» **What to produce**: Will you output all of the data below exactly, omitting the images?

Stored data entries
◇ ◇ ◇ ◇ ◇

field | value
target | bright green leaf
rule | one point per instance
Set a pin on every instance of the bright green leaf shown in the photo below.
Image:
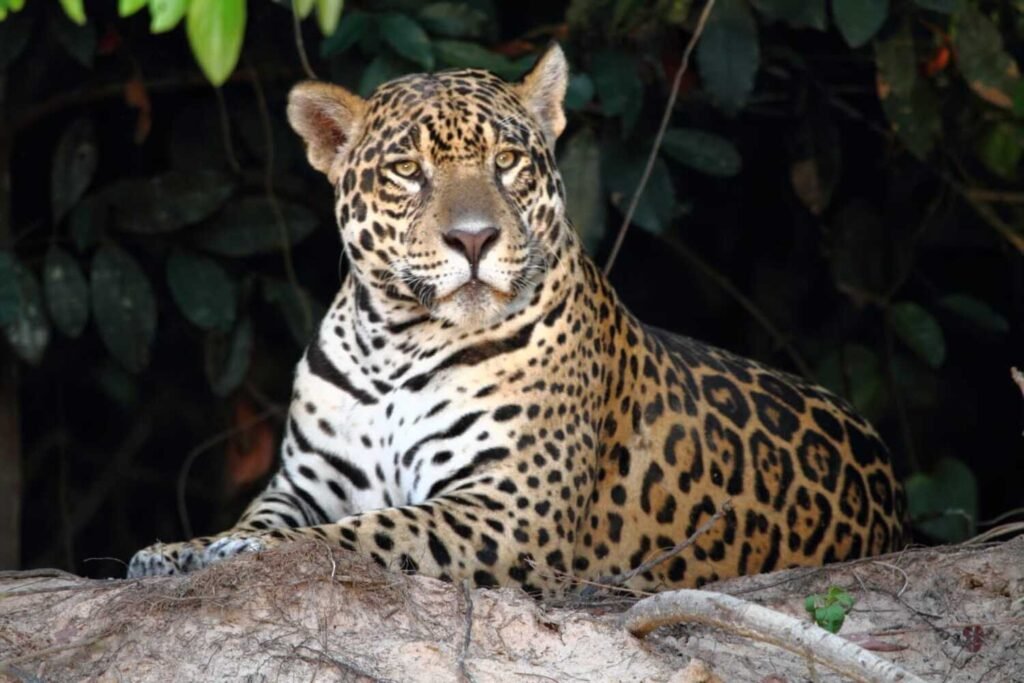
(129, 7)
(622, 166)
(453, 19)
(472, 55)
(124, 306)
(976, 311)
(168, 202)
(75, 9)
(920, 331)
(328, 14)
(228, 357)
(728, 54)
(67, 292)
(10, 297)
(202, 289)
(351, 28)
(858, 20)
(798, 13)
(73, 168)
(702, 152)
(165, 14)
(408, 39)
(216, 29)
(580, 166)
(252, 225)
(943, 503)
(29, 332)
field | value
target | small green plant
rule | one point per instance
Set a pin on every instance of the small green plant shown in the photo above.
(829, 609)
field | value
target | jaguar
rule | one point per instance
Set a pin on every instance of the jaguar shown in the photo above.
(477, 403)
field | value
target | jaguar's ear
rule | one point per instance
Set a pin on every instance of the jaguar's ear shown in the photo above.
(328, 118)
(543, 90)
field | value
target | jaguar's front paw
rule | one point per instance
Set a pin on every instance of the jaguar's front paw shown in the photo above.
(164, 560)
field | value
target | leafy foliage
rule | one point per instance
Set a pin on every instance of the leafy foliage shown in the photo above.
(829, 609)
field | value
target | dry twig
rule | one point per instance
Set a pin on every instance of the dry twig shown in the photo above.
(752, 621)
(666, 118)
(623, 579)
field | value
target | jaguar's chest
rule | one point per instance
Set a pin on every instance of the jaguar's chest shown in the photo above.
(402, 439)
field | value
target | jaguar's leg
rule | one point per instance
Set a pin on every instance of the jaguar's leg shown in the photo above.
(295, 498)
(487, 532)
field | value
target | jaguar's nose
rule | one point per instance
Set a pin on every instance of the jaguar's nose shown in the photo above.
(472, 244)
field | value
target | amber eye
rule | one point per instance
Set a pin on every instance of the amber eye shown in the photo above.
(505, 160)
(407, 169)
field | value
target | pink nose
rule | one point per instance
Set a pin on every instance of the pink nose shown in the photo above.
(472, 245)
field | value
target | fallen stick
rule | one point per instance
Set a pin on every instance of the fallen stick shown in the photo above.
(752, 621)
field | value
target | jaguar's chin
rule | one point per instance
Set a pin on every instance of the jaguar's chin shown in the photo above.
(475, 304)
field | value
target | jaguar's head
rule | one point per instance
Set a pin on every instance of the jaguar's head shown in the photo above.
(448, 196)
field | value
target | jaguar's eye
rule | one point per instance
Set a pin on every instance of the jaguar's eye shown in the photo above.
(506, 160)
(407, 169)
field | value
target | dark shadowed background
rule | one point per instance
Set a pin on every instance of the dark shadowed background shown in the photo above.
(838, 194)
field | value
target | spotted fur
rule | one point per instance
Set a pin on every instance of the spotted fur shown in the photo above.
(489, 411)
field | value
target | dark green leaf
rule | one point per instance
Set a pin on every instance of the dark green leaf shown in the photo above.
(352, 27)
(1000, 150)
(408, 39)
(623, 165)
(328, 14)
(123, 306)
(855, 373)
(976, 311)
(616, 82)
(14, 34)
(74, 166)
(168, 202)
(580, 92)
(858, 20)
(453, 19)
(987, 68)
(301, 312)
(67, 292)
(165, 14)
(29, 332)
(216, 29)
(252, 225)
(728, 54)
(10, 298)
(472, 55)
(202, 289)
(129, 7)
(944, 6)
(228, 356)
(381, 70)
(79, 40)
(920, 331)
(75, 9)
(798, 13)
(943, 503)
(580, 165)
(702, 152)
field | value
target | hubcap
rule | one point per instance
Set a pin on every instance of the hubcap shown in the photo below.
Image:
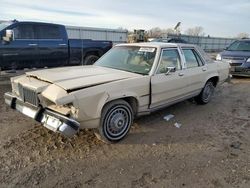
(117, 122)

◇ ◇ ◇ ◇ ◇

» **Output**:
field | value
target | bright green leaf
rule | one point per instance
Set a pin on every instance of the bright green leaf shown in the photo below.
Image:
(129, 7)
(622, 166)
(453, 19)
(472, 55)
(124, 306)
(976, 311)
(168, 202)
(75, 9)
(920, 331)
(328, 14)
(228, 357)
(728, 54)
(67, 292)
(10, 297)
(202, 289)
(351, 28)
(858, 20)
(798, 13)
(73, 168)
(702, 152)
(165, 14)
(408, 39)
(216, 29)
(580, 166)
(252, 225)
(943, 503)
(29, 332)
field | value
target | small green plant
rule | one point per instance
Set a pin on every instance of the small green plant shown in the photo above.
(829, 609)
field | value
target | jaguar
rule | one point per instance
Set a pin on every instance of the jaguar shown in the photo above.
(477, 403)
field | value
target | jaguar's ear
rule | one point per instance
Set a pin on every instance of the jaguar's ear shown in the photo above.
(328, 118)
(543, 90)
field | value
target | jaguar's front paw
rule | one point per instance
Set a pin on every instance of the jaguar's front paw shown in the photo above.
(164, 560)
field | value
target | leafy foliage
rule | one point per instance
Set a pin on every instance of the leafy foliage shown in the photo above.
(829, 609)
field | value
target | dry twig
rule | one point per instance
Set a pin on every instance of the dry twig shown in the photo above.
(752, 621)
(666, 118)
(623, 579)
field | value
target | jaguar's chest
rule | one point per instance
Set a pin on every instance of the jaguar's chest shown in the photo above.
(402, 439)
field | value
target | jaguar's leg
rule | one point per instance
Set a pin on every instance of the jaguar's leg shown in the photo above.
(295, 498)
(487, 532)
field | value
target | jaguar's nose
rule | one point per instance
Set a pin on every instance of the jaguar's nose shown in the photo above.
(472, 244)
field | value
target | amber eye
rule | one point per instance
Set a pin on every instance of the amber eye shown in the photo above.
(505, 160)
(407, 169)
field | value
target | pink nose
rule | one point per instance
Set a pin on every instance of the pink nose shown in the photo above.
(472, 245)
field | value
target | fallen stick
rule | one point per instance
Set a pin on every instance of the fallen stick shown in the photo above.
(752, 621)
field | value
target | jaguar's chin
rule | one point per instance
Set a pin on every instance of the jaguar's chin shown in the photo above.
(475, 304)
field | value
target | jaguar's head
rule | one point per instance
Set a pin on every instance of the jaguar's head shown in the photo above.
(448, 196)
field | value
target | jaguar's eye
rule | one point per instance
Set a pin on every instance of the jaguar's eye shown in the photo above.
(506, 160)
(407, 169)
field | value
target | dark shadowed background
rule | one point per instance
Set a pin on every instance of the dark shadowed background shown in the photo above.
(838, 194)
field | value
target | spotted fur
rule | one point per instance
Set a pin on every instance of the spotted fur shown in the photo above.
(489, 411)
field | value
target | dark green leaf
rule | one point per instance
Set a pin on every instance of the dark green leaf shown in the photo above.
(352, 27)
(1000, 150)
(408, 39)
(623, 165)
(328, 14)
(123, 306)
(855, 373)
(976, 311)
(616, 82)
(14, 34)
(74, 166)
(168, 202)
(580, 92)
(858, 20)
(453, 19)
(987, 68)
(301, 312)
(67, 292)
(165, 14)
(29, 332)
(216, 29)
(252, 225)
(728, 54)
(10, 298)
(472, 55)
(202, 289)
(129, 7)
(944, 6)
(228, 356)
(381, 70)
(79, 40)
(920, 331)
(75, 9)
(798, 13)
(943, 503)
(580, 165)
(702, 152)
field | value
target | hubcap
rule | one point per instance
Set a pin on every instance of the hubcap shown in the photo below.
Image:
(117, 122)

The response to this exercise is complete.